#### EXERCISE GOAL
Each of the entries below should be written out exactly as it reads.

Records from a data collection
-- Opening Marker --
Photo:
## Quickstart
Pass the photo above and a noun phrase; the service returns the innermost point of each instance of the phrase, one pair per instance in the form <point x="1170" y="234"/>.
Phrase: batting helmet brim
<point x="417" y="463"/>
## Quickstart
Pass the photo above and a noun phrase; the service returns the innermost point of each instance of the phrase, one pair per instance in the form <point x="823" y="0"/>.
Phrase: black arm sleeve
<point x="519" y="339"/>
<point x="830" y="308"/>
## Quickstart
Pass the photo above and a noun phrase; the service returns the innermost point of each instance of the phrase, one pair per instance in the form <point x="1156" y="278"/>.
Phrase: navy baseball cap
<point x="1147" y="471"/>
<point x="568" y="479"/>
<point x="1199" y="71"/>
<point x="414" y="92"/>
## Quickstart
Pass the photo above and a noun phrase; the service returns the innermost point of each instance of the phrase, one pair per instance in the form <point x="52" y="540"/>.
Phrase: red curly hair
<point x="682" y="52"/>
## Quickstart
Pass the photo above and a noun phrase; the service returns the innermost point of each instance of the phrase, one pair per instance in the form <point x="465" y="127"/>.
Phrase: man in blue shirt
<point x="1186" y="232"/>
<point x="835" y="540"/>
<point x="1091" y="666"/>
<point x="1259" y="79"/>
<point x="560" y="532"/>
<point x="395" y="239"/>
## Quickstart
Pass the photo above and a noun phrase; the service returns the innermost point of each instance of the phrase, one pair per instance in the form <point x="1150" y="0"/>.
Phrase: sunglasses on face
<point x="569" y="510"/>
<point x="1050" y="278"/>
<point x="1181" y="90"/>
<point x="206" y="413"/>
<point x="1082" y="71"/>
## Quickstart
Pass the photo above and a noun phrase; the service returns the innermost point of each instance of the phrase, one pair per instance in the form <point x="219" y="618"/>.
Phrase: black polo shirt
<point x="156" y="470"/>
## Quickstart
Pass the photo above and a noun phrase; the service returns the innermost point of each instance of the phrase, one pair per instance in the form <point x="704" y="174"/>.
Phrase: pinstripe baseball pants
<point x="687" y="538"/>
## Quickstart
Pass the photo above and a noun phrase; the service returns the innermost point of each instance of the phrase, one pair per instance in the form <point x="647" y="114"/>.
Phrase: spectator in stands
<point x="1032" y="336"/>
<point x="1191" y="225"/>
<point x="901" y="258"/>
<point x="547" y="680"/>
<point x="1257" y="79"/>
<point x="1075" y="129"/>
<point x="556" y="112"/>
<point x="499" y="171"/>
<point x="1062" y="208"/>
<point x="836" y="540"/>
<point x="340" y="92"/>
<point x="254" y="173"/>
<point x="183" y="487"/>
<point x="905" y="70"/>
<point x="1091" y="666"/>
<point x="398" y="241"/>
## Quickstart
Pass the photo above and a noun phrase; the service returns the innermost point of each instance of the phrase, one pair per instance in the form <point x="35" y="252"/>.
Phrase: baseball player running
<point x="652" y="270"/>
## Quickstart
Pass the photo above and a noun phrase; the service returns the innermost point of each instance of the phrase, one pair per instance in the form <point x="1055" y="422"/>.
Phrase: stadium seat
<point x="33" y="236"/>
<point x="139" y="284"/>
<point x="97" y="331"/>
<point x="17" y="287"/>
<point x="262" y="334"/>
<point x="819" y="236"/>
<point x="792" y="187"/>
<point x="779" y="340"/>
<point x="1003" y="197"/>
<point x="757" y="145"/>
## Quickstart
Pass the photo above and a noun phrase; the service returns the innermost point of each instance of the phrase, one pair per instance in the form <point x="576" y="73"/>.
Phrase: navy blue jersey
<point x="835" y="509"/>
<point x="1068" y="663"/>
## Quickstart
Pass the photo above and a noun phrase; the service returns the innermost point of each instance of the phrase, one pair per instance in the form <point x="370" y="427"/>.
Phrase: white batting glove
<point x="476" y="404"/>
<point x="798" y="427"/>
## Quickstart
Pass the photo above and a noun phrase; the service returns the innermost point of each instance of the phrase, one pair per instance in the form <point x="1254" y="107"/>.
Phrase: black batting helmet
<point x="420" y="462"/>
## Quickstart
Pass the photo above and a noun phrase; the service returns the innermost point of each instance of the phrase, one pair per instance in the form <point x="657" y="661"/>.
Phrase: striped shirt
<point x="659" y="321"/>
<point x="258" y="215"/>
-- Closing Marker --
#### COMPLETED TASK
Photo:
## Quickstart
Pass the photo above and a noun phrase; the service returns the innermost point of each instance of the phrase, one pair per instance in the form <point x="1170" y="234"/>.
Phrase: batting helmet brim
<point x="417" y="463"/>
## Quickstart
Pass the photo above and a noun phrase; the service returns the innermost point of each instance of the phrase, one pair per instance in the form <point x="823" y="0"/>.
Phrase: black arm sleeve
<point x="519" y="339"/>
<point x="830" y="308"/>
## Quickstart
Pass the photo above and a noun phrase; the service returns the innermost point of each instance of the phrase, one pair per instance in the form <point x="1156" y="278"/>.
Phrase: navy baseball cap
<point x="1147" y="471"/>
<point x="568" y="479"/>
<point x="1199" y="71"/>
<point x="414" y="92"/>
## Quickstart
Pass the photo above and a noun phrase; the service returns the innermost point of each instance of the phrase, one pair per instance in the form <point x="52" y="540"/>.
Phrase: red curly hair
<point x="682" y="52"/>
## Quickstart
Pass the photo above and a noun phrase; the service returns the innermost point of each instance of the phrase, one pair per instance in the form <point x="465" y="127"/>.
Phrase: man in blue shirt
<point x="1186" y="232"/>
<point x="835" y="540"/>
<point x="1091" y="666"/>
<point x="1259" y="79"/>
<point x="560" y="532"/>
<point x="395" y="239"/>
## Quickstart
Pass the photo above and a noun phrase; the service returns the innermost point of each instance of the phrase, one pair per instance in the form <point x="1150" y="0"/>.
Phrase: sunglasses on face
<point x="569" y="510"/>
<point x="1050" y="278"/>
<point x="1181" y="90"/>
<point x="206" y="413"/>
<point x="1082" y="71"/>
## Quickstart
Pass the photo above and a noun phrase; the service returns the innermost point of each instance of the phrase, one pair per instance in the form <point x="219" y="618"/>.
Phrase: black polo shirt
<point x="156" y="470"/>
## Quickstart
Pass the photo above and a noun phrase; the service returns the innermost point of each instance of the phrase, one pair per instance in the form <point x="704" y="174"/>.
Phrase: pinstripe baseball pants
<point x="687" y="538"/>
## Quickstart
Pass the photo above and a noun phrase; the service returns the innermost point of each instance of the phrase, one pair per instance in the form <point x="647" y="114"/>.
Phrase: spectator in stands
<point x="1032" y="336"/>
<point x="1191" y="225"/>
<point x="901" y="258"/>
<point x="547" y="680"/>
<point x="1257" y="79"/>
<point x="1075" y="129"/>
<point x="556" y="112"/>
<point x="499" y="171"/>
<point x="1062" y="208"/>
<point x="836" y="540"/>
<point x="340" y="92"/>
<point x="254" y="173"/>
<point x="183" y="487"/>
<point x="905" y="70"/>
<point x="1091" y="666"/>
<point x="398" y="241"/>
## Quickstart
Pass the photo above and a noun phrase; the service returns the innermost point of each instance of the phrase, one pair per instance in the form <point x="35" y="252"/>.
Phrase: baseball player running
<point x="652" y="270"/>
## Quickstart
Pass the photo above and a noun phrase; the service returns the innermost point of each instance of the phrase, one pair per instance in the form <point x="1055" y="422"/>.
Phrase: stadium seat
<point x="33" y="236"/>
<point x="139" y="284"/>
<point x="97" y="331"/>
<point x="17" y="287"/>
<point x="262" y="334"/>
<point x="819" y="236"/>
<point x="792" y="187"/>
<point x="779" y="340"/>
<point x="1003" y="197"/>
<point x="757" y="145"/>
## Quickstart
Pass the photo above and a noun phrase; the service returns the innermost point of each instance of the phrase, one pair per instance in the form <point x="576" y="73"/>.
Phrase: navy blue jersey
<point x="835" y="509"/>
<point x="1068" y="663"/>
## Quickstart
Pass the photo above and a noun phrase; the service returns the innermost point of each instance of the phrase, one pair per instance in the form <point x="370" y="427"/>.
Phrase: white batting glove
<point x="476" y="404"/>
<point x="798" y="427"/>
## Quickstart
Pass the photo above and a noun phrase; the service returns the innermost point of each instance of the phrase, one pair per instance in the form <point x="1254" y="107"/>.
Phrase: black batting helmet
<point x="420" y="462"/>
## Quickstart
Pass the photo above and a noun phrase; the service returns the innermost point of each instance of the phrase, one pair per instance in the form <point x="657" y="661"/>.
Phrase: striped shirt
<point x="659" y="321"/>
<point x="258" y="215"/>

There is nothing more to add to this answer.